++++ Available data

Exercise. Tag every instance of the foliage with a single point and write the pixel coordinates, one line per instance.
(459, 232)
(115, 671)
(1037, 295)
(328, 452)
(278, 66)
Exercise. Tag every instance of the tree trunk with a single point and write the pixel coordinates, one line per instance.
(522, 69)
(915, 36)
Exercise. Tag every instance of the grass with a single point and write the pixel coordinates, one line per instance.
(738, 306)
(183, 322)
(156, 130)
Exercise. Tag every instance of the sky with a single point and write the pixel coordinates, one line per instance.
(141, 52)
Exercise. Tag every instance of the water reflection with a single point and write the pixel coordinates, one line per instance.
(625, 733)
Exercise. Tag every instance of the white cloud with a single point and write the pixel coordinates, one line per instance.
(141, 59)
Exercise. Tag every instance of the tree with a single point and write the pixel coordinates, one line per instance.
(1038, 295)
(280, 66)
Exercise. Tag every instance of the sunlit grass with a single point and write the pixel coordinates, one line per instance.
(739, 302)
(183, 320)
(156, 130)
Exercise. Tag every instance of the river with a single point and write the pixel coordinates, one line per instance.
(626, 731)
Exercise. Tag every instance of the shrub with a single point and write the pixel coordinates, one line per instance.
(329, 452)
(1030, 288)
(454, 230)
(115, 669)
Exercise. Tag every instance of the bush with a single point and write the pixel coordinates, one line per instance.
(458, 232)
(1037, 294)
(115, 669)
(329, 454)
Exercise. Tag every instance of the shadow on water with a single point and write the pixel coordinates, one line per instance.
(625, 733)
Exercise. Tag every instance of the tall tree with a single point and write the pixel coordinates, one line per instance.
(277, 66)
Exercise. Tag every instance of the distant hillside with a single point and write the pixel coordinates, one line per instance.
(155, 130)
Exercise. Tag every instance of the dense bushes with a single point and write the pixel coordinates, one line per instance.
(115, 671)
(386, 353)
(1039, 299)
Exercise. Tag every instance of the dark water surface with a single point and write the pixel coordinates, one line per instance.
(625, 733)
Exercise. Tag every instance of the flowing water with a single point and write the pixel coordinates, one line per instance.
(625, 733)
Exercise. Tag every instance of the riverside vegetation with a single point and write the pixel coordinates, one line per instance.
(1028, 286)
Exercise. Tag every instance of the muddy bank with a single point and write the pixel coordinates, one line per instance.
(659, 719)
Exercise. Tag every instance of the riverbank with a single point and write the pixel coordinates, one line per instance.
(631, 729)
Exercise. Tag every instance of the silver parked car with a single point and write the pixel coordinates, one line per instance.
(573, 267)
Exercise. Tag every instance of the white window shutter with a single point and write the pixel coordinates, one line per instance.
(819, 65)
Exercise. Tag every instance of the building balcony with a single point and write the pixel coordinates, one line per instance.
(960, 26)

++++++++

[Assignment]
The answer should consist of every record above, copied exactly.

[Response below]
Exercise. Tag every instance of the foliage with a single point and write the pixel coordinates, one line per instance.
(459, 232)
(115, 671)
(1037, 295)
(328, 452)
(278, 66)
Exercise. Tag every instance of the tree trunk with a single point and write the pixel coordinates, one line per instance.
(522, 69)
(915, 36)
Exercise. Tag every instance of the grass with a single point and write the pixel coordinates, one line per instance.
(738, 306)
(183, 322)
(156, 130)
Exercise. Tag every instance of the sky with a single point and write the pixel coordinates, one line per instance.
(141, 52)
Exercise. Tag every instance of the water reflection with a single point and write the pixel coordinates, one line per instance.
(625, 733)
Exercise. Tag every instance of the white cloud with a single point and write the pixel coordinates, one line per instance.
(141, 59)
Exercise. Tag every instance of the tree with a single point and write the pixel coordinates, one line per instance.
(1038, 295)
(280, 66)
Exercise. Tag every instance of the sunlit grass with a single point and write the pixel coordinates, one line per instance.
(739, 302)
(183, 320)
(156, 130)
Exercise. Tag every instance of the river with a single point and write the pixel coordinates, one line per instance.
(626, 731)
Exercise. Tag every instance of the shrub with a single point and write the pixel coordinates, one line per instance.
(329, 452)
(1030, 288)
(454, 230)
(115, 669)
Exercise. Tag every instance of the bush with a single point and write the pixel coordinates, one line per instance.
(458, 232)
(1037, 294)
(115, 669)
(329, 454)
Exercise. Tag every instance of the shadow on water with a single point and write the pixel coordinates, one line per instance.
(625, 733)
Exercise. Tag every instance of the tall tree with a single point and write the pixel coordinates, one line per instance.
(277, 66)
Exercise. Tag every instance of the distant hillside with a single point and write the pixel coordinates, one line per instance.
(155, 130)
Exercise. Tag every instance of the dense bushes with a single point and write the pixel coordinates, one line per instance.
(115, 671)
(386, 353)
(1039, 299)
Exercise. Tag every instance of the dark water surface with a single point and write the pixel coordinates, one line per instance.
(625, 733)
Exercise. Tag every instance of the flowing water with a single point and write the pixel coordinates, one line per instance.
(625, 733)
Exercise. Tag every instance of the riverside vegetation with a single point and write the pixel coordinates, one line per instance.
(1028, 286)
Exercise. Tag every instance of the muddy bank with a single point and write the pixel coordinates, one line per instance.
(659, 719)
Exercise. Tag every instance of the riverbank with a single point and write the pixel coordinates, one line per instance.
(631, 729)
Exercise. Tag every instance of the silver parked car with a single point and write the pixel coordinates, one line per instance.
(573, 267)
Exercise. Tag every instance of the white window shutter with a single point and write the pixel coordinates, one line per instance.
(819, 65)
Exercise. Tag every instance of the building balcony with a single point and write the pixel coordinates, one line per instance.
(960, 26)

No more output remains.